Entries from a pointing dataset —
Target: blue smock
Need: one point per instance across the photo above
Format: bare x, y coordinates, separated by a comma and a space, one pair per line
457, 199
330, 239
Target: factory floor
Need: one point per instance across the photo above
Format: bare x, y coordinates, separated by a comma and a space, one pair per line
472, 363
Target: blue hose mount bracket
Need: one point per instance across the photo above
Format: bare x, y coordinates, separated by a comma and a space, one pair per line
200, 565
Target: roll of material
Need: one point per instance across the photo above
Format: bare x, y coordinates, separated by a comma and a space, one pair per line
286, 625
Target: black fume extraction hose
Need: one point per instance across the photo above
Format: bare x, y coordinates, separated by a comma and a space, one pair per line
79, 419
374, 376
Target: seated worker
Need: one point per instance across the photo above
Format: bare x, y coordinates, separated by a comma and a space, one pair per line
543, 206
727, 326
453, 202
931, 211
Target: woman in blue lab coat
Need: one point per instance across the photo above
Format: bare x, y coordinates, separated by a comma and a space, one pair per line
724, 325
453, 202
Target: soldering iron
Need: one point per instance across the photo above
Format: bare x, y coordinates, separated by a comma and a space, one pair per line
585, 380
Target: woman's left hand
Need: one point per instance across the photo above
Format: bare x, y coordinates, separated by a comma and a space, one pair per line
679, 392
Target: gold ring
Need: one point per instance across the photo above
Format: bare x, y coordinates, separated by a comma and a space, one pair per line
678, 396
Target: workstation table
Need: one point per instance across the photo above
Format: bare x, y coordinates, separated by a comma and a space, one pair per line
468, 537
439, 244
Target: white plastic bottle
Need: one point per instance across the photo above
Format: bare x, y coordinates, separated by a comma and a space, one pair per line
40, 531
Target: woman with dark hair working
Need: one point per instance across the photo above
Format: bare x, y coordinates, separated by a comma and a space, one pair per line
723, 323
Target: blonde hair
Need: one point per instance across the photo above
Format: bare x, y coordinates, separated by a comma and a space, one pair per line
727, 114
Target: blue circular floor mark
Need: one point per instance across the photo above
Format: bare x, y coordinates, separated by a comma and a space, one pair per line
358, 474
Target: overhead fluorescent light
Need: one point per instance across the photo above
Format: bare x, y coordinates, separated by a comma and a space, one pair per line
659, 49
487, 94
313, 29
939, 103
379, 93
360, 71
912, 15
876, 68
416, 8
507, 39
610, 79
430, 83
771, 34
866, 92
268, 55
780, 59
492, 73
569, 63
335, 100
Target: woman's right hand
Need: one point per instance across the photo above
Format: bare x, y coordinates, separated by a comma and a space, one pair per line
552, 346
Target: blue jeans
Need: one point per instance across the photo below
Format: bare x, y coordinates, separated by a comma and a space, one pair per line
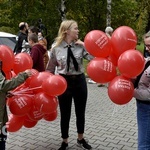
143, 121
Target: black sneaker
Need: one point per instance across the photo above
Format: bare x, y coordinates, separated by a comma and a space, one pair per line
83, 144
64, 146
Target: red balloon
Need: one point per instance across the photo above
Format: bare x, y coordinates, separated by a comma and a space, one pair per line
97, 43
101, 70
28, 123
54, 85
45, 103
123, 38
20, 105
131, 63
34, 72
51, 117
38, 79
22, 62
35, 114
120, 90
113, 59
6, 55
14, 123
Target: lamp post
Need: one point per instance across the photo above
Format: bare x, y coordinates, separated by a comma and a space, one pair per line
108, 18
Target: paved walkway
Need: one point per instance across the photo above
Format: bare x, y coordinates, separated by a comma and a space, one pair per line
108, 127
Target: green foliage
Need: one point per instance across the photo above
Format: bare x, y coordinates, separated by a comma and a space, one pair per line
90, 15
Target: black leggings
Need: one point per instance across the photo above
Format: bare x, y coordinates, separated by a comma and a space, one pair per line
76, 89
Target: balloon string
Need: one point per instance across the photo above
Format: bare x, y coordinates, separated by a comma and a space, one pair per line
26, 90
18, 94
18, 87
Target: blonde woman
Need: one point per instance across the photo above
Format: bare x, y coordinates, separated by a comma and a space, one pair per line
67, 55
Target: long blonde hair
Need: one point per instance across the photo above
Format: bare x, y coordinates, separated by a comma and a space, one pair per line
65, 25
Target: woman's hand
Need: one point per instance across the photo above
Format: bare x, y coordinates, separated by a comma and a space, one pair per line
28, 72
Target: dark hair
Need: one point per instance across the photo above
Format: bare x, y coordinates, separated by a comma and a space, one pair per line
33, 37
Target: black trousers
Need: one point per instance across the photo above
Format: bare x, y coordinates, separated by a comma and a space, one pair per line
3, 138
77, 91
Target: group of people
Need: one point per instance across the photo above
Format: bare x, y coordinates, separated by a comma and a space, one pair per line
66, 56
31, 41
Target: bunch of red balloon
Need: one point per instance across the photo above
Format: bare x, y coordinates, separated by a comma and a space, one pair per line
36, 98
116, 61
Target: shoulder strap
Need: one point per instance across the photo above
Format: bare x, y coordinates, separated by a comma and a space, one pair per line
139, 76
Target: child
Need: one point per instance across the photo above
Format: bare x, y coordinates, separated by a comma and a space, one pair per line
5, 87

==

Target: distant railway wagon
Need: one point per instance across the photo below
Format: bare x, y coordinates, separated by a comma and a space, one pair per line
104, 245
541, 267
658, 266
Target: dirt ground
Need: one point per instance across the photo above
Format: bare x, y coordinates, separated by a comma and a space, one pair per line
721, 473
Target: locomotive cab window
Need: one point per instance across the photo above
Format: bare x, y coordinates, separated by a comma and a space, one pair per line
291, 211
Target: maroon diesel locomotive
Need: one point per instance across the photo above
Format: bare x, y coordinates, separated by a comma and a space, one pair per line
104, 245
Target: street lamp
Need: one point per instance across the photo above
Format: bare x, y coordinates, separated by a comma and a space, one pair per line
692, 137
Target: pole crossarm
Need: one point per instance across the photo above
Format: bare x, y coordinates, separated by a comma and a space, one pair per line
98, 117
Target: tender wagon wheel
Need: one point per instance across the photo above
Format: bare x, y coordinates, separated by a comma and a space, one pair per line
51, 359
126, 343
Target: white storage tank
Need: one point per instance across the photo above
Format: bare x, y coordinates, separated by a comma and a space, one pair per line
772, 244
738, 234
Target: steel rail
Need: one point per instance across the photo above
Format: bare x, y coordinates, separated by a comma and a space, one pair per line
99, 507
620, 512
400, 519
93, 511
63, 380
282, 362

WHAT IS EXPECTED —
Locate every line in the listing that contains the word "black", and copy each such line. Case counts.

WRITTEN ANSWER —
Target: black fume extraction hose
Target: black sneaker
Target: black leggings
Target: black trousers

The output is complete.